## [Page extract]
──────────────────────────────
Both positions – universality and language-specificity of reading behavior – are supported by prior literature. On the one hand, readers of all writing systems have equal cognitive capacity for learning, perception, inference and equal (neuro)physiological capacity for visual uptake and information processing (Seidenberg, 2011). Also, the process of reading is universal in the sense of inferring meanings from print that encodes oral language (Verhoeven & Perfetti, 2022). This equality is aligned with the null statistical hypothesis: An increase in one unit of word frequency would lead to the same average decrease in the word’s processing effort in adult proficient readers of all languages under comparison.

Alternatively, it is possible that differences in organizational principles of writing systems (e.g., with a unit of writing mapping to a phoneme, a morpheme, a syllable, or a mixture of these units) can affect learning differently (Verhoeven & Perfetti, 2022). Even within alphabetic systems, wide cross-linguistic variability is observed in orthographic depth, i.e., how regular and consistent the mappings are between letters and phonemes of the given written language (Ziegler & Goswami, 2005). A classic example of this variability and its connection to learning is the extreme differences in the accuracy and fluency of word and nonword reading among elementary school students in European countries. In their seminal study of 13 alphabetic languages, Seymour et al. (2003) observed that learners of orthographically deep languages where the mapping between sounds and letters is complex and inconsistent (e.g., English) develop their reading at about half the speed compared to learners of orthographically shallow languages where such mapping is highly regular and simple (e.g., Finnish). Children in Seymour et al.’s study were matched on their grade level and thus were likely to have a similar exposure to printed materials in their respective languages, e.g., similar written word frequency counts. Yet the negative correlation between orthographic depth and basic reading performance in children was observed even when controlling for the years of education and socio-economic status (see also Ziegler et al., 2010). Below we review theoretical accounts that link cross-linguistic variability in orthographic depth with both word frequency and word length effects.
──────────────────────────────
## [Set task]
Reproduce the entire passage on reading across writing systems word for word.
──────────────────────────────
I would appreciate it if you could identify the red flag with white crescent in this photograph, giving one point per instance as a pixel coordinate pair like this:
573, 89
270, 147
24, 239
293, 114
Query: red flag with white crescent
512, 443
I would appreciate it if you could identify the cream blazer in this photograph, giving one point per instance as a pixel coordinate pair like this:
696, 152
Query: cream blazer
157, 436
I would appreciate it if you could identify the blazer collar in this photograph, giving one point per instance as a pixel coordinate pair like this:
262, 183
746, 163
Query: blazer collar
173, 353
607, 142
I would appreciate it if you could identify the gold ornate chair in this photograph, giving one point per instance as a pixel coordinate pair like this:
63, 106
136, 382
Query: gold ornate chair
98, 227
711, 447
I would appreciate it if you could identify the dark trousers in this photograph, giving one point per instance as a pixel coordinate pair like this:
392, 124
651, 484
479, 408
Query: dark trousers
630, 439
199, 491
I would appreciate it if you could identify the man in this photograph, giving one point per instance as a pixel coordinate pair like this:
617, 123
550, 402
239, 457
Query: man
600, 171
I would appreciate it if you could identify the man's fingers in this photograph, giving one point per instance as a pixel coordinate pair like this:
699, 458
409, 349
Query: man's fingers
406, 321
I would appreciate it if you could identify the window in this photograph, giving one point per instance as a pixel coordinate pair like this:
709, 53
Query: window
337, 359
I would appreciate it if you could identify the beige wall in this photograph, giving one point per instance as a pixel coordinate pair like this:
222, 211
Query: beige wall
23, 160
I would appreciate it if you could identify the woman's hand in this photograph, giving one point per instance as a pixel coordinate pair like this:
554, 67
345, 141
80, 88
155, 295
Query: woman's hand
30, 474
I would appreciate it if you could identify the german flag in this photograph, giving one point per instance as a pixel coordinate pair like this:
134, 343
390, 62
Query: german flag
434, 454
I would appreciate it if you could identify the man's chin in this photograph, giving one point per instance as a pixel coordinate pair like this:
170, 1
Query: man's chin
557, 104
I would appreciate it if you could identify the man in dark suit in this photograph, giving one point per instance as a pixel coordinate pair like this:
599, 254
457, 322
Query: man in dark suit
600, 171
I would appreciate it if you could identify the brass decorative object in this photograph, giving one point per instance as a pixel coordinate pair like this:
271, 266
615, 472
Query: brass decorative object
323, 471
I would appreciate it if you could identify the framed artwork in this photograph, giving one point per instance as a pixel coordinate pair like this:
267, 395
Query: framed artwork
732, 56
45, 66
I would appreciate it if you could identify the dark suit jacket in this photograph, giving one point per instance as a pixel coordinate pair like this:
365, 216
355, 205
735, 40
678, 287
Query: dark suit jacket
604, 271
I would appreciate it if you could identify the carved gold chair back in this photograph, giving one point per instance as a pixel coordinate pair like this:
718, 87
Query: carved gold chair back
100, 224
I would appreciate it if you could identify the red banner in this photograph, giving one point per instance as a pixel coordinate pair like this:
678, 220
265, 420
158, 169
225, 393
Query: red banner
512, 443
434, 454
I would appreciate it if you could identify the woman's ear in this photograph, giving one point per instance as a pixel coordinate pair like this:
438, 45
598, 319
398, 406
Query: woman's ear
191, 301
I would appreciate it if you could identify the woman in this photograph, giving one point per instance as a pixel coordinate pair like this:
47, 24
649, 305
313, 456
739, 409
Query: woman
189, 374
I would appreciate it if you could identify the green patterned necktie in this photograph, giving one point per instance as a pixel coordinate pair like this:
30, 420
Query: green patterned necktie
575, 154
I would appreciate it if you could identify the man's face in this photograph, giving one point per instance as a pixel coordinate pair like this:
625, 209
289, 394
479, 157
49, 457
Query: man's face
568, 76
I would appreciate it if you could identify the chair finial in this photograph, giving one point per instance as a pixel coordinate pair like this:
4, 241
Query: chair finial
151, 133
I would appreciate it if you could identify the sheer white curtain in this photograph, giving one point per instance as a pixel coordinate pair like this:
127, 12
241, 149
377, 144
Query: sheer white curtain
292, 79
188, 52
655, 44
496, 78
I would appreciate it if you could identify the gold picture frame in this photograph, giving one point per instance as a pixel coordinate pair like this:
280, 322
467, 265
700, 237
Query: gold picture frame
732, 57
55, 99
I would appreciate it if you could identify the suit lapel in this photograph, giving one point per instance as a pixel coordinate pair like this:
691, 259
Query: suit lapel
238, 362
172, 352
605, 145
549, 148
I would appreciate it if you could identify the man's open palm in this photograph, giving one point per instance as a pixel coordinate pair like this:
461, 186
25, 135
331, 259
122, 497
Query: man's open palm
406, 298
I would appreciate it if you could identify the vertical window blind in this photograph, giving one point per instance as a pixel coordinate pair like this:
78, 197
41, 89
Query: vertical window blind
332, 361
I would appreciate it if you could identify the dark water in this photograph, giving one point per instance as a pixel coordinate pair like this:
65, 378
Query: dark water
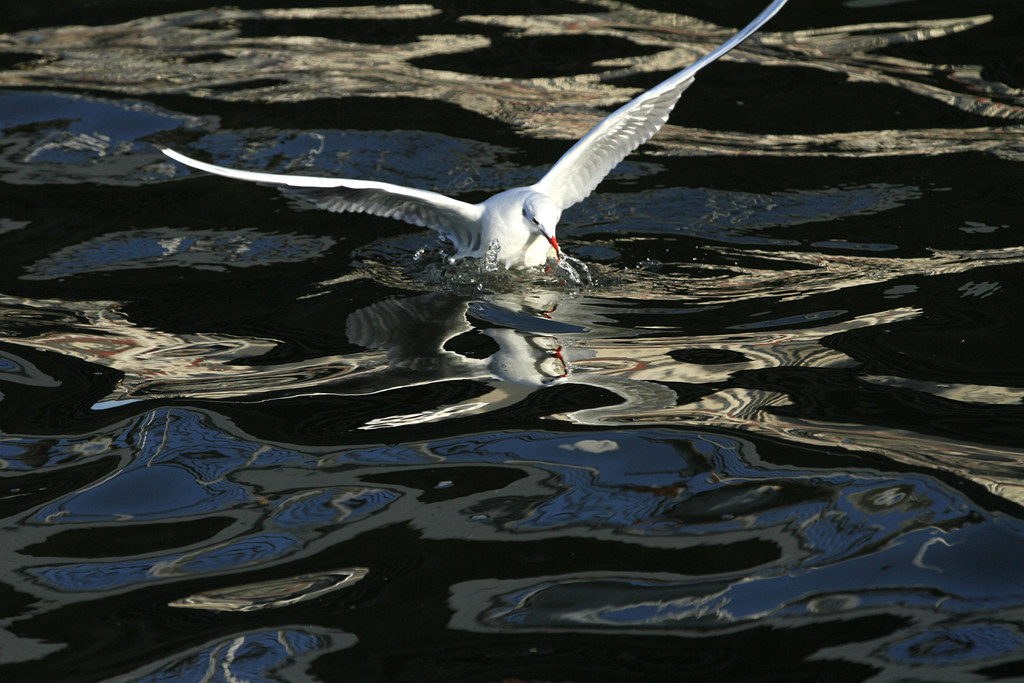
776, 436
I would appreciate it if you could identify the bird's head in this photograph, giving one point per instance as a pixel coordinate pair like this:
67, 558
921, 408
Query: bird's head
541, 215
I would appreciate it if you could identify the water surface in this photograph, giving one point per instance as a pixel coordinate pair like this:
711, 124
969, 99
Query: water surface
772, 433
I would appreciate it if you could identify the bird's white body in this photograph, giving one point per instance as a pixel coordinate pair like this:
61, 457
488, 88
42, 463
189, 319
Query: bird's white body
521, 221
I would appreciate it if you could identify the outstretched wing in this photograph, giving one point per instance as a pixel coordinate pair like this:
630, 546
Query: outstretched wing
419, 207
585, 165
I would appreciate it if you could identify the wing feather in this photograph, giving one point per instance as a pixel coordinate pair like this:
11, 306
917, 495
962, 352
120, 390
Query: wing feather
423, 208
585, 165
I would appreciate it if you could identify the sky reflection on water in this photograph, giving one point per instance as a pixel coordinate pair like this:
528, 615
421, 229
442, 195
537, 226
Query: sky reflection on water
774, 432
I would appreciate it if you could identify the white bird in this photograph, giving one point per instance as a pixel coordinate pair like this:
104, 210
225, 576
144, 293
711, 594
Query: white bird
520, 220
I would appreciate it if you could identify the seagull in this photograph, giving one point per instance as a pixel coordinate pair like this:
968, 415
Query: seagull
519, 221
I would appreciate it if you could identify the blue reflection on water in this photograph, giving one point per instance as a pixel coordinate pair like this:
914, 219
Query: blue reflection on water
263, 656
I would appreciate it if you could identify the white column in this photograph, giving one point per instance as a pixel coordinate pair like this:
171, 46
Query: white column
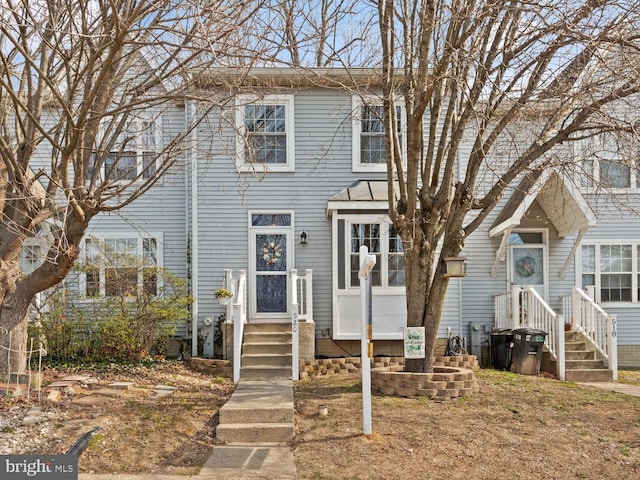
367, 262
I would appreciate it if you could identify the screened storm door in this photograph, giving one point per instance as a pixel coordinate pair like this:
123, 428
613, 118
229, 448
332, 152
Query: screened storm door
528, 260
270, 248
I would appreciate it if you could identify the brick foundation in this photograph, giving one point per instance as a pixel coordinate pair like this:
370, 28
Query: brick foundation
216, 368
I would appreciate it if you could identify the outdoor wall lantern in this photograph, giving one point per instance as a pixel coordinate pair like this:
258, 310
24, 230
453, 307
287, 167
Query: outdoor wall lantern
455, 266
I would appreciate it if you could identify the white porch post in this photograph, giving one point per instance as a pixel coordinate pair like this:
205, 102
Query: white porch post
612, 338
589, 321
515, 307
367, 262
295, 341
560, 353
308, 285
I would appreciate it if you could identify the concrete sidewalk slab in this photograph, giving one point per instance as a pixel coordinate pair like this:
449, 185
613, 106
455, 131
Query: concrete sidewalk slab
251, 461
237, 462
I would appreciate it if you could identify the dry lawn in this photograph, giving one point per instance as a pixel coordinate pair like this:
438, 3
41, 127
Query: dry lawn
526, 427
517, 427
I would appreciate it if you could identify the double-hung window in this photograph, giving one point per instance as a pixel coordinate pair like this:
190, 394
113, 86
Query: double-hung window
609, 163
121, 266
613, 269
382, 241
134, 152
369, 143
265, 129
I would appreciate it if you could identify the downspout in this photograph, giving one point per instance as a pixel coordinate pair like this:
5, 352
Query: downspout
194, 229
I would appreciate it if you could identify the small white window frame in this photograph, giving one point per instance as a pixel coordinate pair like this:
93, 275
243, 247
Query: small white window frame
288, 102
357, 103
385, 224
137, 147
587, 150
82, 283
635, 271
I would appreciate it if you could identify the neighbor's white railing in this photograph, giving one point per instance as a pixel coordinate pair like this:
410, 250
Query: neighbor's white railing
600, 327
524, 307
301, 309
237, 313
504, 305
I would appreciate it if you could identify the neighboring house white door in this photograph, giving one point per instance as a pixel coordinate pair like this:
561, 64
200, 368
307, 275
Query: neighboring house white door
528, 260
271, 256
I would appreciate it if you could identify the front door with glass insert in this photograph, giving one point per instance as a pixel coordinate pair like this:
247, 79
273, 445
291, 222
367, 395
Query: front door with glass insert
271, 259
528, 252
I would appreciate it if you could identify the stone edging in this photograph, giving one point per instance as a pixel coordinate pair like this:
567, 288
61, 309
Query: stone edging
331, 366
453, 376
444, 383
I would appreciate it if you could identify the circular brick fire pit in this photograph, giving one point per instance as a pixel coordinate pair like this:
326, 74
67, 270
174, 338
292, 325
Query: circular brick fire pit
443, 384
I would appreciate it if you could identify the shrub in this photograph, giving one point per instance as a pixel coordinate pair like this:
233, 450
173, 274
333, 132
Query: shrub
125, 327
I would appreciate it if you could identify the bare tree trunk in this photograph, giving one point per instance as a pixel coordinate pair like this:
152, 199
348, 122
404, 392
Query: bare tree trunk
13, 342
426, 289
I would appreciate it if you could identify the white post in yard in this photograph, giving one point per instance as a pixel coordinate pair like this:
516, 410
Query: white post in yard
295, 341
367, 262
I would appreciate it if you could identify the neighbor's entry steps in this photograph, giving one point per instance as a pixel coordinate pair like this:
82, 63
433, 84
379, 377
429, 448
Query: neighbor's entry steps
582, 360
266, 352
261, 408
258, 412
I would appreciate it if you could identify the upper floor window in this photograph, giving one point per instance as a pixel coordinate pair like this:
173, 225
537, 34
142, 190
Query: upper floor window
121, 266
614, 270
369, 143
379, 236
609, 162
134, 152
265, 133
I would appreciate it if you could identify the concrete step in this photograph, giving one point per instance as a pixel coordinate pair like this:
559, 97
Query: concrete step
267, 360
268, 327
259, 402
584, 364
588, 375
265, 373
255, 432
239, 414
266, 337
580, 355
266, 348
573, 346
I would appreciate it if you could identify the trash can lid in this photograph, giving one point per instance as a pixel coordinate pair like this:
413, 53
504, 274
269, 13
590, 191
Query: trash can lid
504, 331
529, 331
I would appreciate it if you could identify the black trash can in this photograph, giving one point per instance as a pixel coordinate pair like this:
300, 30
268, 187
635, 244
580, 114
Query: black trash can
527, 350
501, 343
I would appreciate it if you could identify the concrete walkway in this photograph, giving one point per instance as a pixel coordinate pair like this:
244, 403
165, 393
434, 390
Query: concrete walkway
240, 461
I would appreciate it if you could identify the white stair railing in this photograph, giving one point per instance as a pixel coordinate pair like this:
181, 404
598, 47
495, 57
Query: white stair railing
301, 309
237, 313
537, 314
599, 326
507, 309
──────────────────────────────
## [Written reply]
Both positions – universality and language-specificity of reading behavior – are supported by prior literature. On the one hand, readers of all writing systems have equal cognitive capacity for learning, perception, inference and equal (neuro)physiological capacity for visual uptake and information processing (Seidenberg, 2011). Also, the process of reading is universal in the sense of inferring meanings from print that encodes oral language (Verhoeven & Perfetti, 2022). This equality is aligned with the null statistical hypothesis: An increase in one unit of word frequency would lead to the same average decrease in the word’s processing effort in adult proficient readers of all languages under comparison.

Alternatively, it is possible that differences in organizational principles of writing systems (e.g., with a unit of writing mapping to a phoneme, a morpheme, a syllable, or a mixture of these units) can affect learning differently (Verhoeven & Perfetti, 2022). Even within alphabetic systems, wide cross-linguistic variability is observed in orthographic depth, i.e., how regular and consistent the mappings are between letters and phonemes of the given written language (Ziegler & Goswami, 2005). A classic example of this variability and its connection to learning is the extreme differences in the accuracy and fluency of word and nonword reading among elementary school students in European countries. In their seminal study of 13 alphabetic languages, Seymour et al. (2003) observed that learners of orthographically deep languages where the mapping between sounds and letters is complex and inconsistent (e.g., English) develop their reading at about half the speed compared to learners of orthographically shallow languages where such mapping is highly regular and simple (e.g., Finnish). Children in Seymour et al.’s study were matched on their grade level and thus were likely to have a similar exposure to printed materials in their respective languages, e.g., similar written word frequency counts. Yet the negative correlation between orthographic depth and basic reading performance in children was observed even when controlling for the years of education and socio-economic status (see also Ziegler et al., 2010). Below we review theoretical accounts that link cross-linguistic variability in orthographic depth with both word frequency and word length effects.